Objectives:
A) According to the article on the NTSB's alcohol-monitoring recommendation, how often does a person die in an alcohol-related crash?
B) Write the next part of the article on the NTSB's alcohol-monitoring recommendation, starting right after its final sentence.

Excerpted text:
The National Transportation Safety Board (NTSB) has issued a recommendation that all new vehicles in the United States be equipped with blood alcohol monitoring systems in order to prevent a drunk person from getting behind the wheel.
The NTSB has said that this recommendation has a strong likelihood of reducing the number of alcohol-related crashes, one of the biggest causes of highway deaths in the US.
The National Highway Transport Safety Administration (NHTSA) estimates that 32 people die everyday from alcohol-related crashes. This is one person every 45 minutes.
The NTSB does not have any regulatory authority, putting them in a position where they can only request that other agencies act. The recommendation has been designed to turn up on the NHTSA to make move.
“We need NHTSA to act. We see the numbers,” NTSB Chairman Jennifer Homendy said. “We need to make sure that we’re doing all we can to save lives.”

Dataset rows

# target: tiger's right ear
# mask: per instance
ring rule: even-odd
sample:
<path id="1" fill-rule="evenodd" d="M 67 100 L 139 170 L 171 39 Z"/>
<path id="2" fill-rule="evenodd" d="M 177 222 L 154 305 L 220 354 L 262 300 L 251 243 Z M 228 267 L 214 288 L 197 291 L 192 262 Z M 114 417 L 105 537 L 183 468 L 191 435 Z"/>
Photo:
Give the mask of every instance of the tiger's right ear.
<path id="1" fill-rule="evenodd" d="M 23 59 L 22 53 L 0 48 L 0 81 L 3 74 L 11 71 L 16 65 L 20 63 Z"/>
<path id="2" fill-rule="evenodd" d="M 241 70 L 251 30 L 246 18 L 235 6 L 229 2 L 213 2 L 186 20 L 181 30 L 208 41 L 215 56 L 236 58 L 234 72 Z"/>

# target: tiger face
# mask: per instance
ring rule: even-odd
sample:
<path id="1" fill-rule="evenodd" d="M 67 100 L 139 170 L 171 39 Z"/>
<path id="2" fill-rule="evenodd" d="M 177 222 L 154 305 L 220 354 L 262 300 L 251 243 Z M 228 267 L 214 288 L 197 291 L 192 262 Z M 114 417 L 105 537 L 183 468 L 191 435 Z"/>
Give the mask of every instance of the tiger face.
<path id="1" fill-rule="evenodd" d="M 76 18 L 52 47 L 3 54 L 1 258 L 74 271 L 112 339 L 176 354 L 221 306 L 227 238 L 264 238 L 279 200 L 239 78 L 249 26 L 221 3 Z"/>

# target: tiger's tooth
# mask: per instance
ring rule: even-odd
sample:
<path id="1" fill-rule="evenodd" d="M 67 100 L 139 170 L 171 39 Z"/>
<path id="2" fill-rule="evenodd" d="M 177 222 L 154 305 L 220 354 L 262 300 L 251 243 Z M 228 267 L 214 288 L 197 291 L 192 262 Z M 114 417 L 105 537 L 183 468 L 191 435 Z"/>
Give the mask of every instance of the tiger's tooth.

Results for each task:
A) One person every 45 minutes, or 32 people every day, by the NHTSA estimate.

B)
Homendy said that she and the NTSB have been pushing NHTSA to explore alcohol monitoring technology since 2012. “The faster the technology is implemented the more lives that will be saved,” she said.
The recommendation has also requested systems to monitor a driver’s behavior, to ensure that they’re alert. Homendy said that there are now many cars now with cameras pointed at the driver, which have the potential to limit impaired driving.
Homendy says she is taking a pragmatic approach and understands that mastering the alcohol tests will take time. “We also know that it’s going to take time for NHTSA to evaluate what technologies are available and how to develop a standard.”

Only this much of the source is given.